▸ **Source extract**:
++++++++++++++++++++
Wales and Scotland have also contributed many notable writers to the UK’s literary tradition, particularly in poetry. In the early medieval period, Welsh writers composed the Mabinogion. In modern times, the poets R.S. Thomas and Dylan Thomas have brought Welsh culture to an international audience. In Romantic literature, Scotland saw Sir Walter Scott and Robert Louis Stevenson's epic adventures and the leading poet of his day, Robert Burns. Modern Scottish writers like Hugh MacDiarmid and Neil M. Gunn helped develop a distinct modernist and nationalist Scottish voice, sometimes termed the Scottish Renaissance. A more grim outlook is found in Ian Rankin's stories and the psychological horror-comedy of Iain Banks. Other notable authors from Scotland include Muriel Spark, Anthony Kelman, Alasdair Gray, Alan Warner, and Irvine Welsh.
Many authors from other nationalities, particularly the Irish, and from Commonwealth countries, have also lived and worked in the UK. Significant examples through the centuries include Jonathon Swift, Oscar Wilde, Bram Stoker, George Bernard Shaw and Joseph Conrad, and more recently British authors of overseas origin such as Kazuo Ishiguro and Salman Rushdie.
Significant British poets include Geoffrey Chaucer, John Milton, John Donne, George Herbert, Andrew Marvell, Alexander Pope, William Blake, William Wordsworth, Samuel Taylor Coleridge, Lord Byron, Percy Bysshe Shelley, John Keats, Robert Browning,Lord Tennyson, T. S. Eliot, Wilfred Owen, John Betjeman, Philip Larkin, W. H. Auden and Ted Hughes.
The history of the theatre in the United Kingdom is particularly vivid. Shakespeare's contemporaries Christopher Marlowe and Ben Jonson add depth to the early theatre. More recently Alan Ayckbourn, Harold Pinter, Michael Frayn, Tom Stoppard and David Edgar have combined elements of surrealism, realism and radicalism; with successful recent playwrights also including John Osborne, Arnold Wesker, Alan Bennett and David Hare.
Philosophy
The United Kingdom has produced many of the world's most eminent philosophers. Among them are such figures as John Locke, David Hume and Bertrand Russell. The United Kingdom has, moreover, been home to many influential and leading philosophers born in other countries, such as Isaiah Berlin, Ludwig Wittgenstein and Karl Marx.
Engineering and innovation
As birthplace of the Industrial Revolution, the UK was home to many significant inventors during the late eighteenth and early nineteenth century. Famous British engineers include Isambard Kingdom Brunel, best known for the creation of the Great Western Railway, a series of famous steamships, and numerous important bridges.
Recent British inventors include James Dyson, inventor of the Dual Cyclone bagless vacuum cleaner.
As above, notable engineering firsts include the steam locomotive and the modern railway, television, electric lighting, the electric motor, the screw propeller, the internal combustion engine, the jet engine. Two notable innovations are vaccination and antibiotics.
++++++++++++++++++++
▸ **Supplied information**:

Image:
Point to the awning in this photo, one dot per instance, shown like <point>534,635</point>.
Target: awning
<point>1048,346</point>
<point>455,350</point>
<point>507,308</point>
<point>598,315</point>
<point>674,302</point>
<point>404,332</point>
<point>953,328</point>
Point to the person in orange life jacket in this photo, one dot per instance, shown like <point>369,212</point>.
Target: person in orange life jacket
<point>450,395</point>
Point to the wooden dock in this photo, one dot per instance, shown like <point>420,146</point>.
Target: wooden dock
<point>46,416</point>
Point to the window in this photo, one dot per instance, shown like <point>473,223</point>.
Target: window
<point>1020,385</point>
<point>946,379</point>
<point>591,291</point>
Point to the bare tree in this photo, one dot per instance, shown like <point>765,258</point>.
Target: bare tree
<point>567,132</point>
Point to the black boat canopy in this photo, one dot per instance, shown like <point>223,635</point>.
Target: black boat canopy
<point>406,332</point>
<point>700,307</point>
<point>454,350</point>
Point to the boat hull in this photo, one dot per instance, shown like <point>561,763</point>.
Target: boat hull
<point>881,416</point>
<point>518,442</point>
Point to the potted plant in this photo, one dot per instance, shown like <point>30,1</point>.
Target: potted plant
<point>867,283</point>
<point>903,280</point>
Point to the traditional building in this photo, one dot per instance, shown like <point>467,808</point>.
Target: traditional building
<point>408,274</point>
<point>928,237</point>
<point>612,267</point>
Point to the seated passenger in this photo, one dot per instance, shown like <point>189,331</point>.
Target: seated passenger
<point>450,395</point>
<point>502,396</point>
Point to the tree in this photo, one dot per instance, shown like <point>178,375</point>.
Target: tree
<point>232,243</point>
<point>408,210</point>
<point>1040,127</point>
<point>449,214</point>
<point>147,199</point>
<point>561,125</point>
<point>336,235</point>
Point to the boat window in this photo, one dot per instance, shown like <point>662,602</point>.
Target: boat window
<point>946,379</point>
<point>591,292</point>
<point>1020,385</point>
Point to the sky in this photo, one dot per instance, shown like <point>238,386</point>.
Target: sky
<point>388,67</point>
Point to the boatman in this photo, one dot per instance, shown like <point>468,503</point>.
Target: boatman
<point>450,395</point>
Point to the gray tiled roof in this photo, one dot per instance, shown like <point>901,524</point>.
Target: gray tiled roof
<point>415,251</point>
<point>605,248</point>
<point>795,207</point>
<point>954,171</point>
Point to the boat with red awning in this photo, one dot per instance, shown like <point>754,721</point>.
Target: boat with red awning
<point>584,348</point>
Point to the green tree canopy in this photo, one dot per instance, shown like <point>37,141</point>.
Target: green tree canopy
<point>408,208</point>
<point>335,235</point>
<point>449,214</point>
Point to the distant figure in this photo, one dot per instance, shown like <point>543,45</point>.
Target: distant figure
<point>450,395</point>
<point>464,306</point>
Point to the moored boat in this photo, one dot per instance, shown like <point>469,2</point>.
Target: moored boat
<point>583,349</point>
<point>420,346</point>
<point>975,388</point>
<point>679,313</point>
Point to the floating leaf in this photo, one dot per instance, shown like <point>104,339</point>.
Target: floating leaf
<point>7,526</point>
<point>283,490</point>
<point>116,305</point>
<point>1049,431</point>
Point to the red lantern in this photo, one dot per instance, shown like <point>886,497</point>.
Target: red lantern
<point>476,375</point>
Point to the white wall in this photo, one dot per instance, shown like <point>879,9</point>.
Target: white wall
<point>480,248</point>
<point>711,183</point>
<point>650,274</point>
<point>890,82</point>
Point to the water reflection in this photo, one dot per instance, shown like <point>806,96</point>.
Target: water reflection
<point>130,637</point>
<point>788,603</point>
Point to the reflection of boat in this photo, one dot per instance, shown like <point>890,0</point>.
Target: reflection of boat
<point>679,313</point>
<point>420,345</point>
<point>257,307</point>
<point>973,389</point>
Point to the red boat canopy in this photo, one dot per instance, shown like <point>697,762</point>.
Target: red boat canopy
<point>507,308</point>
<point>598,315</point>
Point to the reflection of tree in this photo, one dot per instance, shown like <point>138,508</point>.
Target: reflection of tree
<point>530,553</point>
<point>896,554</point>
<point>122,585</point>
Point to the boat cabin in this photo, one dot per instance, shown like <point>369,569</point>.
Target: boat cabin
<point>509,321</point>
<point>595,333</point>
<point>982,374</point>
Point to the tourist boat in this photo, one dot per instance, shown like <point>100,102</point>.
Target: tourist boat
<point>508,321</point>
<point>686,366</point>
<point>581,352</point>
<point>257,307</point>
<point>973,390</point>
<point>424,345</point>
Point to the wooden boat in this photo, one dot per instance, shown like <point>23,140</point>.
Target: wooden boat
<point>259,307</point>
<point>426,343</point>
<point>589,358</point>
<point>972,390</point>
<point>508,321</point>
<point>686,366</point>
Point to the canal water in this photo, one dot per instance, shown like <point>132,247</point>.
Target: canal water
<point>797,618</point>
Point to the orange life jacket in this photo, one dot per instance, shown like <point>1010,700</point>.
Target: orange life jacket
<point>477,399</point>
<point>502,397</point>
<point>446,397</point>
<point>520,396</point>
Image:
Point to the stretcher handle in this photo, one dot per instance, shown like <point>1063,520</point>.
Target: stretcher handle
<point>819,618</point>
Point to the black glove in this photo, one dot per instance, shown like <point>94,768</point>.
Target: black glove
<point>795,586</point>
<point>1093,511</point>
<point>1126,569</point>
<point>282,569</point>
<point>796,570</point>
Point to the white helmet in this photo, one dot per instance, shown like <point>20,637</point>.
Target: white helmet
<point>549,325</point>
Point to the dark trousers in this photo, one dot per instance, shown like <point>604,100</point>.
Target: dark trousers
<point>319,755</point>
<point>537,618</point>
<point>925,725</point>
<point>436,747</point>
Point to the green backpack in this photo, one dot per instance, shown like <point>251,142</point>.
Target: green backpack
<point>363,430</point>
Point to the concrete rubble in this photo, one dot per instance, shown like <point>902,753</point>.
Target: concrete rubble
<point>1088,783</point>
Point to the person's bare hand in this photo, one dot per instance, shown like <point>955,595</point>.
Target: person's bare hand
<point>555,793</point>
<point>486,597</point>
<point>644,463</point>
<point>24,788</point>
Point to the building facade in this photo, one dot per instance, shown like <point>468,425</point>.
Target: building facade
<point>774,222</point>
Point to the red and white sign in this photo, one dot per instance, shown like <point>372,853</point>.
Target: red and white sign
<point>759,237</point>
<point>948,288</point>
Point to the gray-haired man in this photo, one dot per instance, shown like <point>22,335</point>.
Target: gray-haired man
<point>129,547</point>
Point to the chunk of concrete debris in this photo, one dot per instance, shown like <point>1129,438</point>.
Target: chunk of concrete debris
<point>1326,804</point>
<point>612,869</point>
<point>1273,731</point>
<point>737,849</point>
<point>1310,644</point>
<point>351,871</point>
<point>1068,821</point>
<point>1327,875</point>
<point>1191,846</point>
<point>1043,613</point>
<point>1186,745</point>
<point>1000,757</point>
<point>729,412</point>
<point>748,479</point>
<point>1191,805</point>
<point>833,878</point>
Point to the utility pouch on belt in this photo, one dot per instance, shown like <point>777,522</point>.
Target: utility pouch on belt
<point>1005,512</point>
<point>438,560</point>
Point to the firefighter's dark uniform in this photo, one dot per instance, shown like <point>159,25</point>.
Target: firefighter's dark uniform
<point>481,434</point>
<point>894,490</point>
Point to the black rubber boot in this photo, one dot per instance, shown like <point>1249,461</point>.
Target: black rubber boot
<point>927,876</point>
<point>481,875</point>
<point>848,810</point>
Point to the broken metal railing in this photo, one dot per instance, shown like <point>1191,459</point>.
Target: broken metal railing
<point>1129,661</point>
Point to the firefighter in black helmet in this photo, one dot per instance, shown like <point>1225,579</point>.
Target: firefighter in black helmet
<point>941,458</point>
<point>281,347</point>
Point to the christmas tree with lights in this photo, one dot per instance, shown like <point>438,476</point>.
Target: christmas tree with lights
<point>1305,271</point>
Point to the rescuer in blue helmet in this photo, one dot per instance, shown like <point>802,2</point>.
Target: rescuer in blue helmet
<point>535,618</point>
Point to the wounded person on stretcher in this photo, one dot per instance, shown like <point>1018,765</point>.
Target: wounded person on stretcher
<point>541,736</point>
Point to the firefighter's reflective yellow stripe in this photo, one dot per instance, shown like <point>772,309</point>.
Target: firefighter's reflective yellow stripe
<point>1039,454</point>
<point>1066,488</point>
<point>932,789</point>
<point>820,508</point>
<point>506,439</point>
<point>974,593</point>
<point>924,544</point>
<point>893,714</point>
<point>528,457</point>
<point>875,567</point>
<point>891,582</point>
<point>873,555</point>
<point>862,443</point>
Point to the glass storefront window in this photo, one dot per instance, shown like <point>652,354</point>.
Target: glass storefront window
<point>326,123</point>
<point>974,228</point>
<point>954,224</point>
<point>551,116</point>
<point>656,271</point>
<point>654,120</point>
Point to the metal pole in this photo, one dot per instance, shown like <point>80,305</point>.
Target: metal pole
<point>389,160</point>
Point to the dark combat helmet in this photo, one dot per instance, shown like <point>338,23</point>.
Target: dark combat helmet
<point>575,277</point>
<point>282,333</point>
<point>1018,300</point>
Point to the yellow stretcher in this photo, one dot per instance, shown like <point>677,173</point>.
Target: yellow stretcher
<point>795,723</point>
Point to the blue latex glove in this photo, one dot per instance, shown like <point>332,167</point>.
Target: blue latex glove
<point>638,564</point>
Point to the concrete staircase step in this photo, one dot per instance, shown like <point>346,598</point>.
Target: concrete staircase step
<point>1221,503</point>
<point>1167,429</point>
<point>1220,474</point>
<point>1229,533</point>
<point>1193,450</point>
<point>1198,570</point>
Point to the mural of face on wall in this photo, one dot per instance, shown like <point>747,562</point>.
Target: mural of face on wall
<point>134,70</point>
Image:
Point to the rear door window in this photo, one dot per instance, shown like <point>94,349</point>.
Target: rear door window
++++++++++++++++++++
▸ **Problem to work on**:
Answer these about the extract on UK culture:
1. What did Welsh writers compose in the early medieval period?
2. Which philosophers born in other countries does the extract name as having made the UK their home?
3. What is James Dyson named as the inventor of?

▸ **Result of this exercise**:
1. The Mabinogion.
2. Isaiah Berlin, Ludwig Wittgenstein and Karl Marx.
3. The Dual Cyclone bagless vacuum cleaner.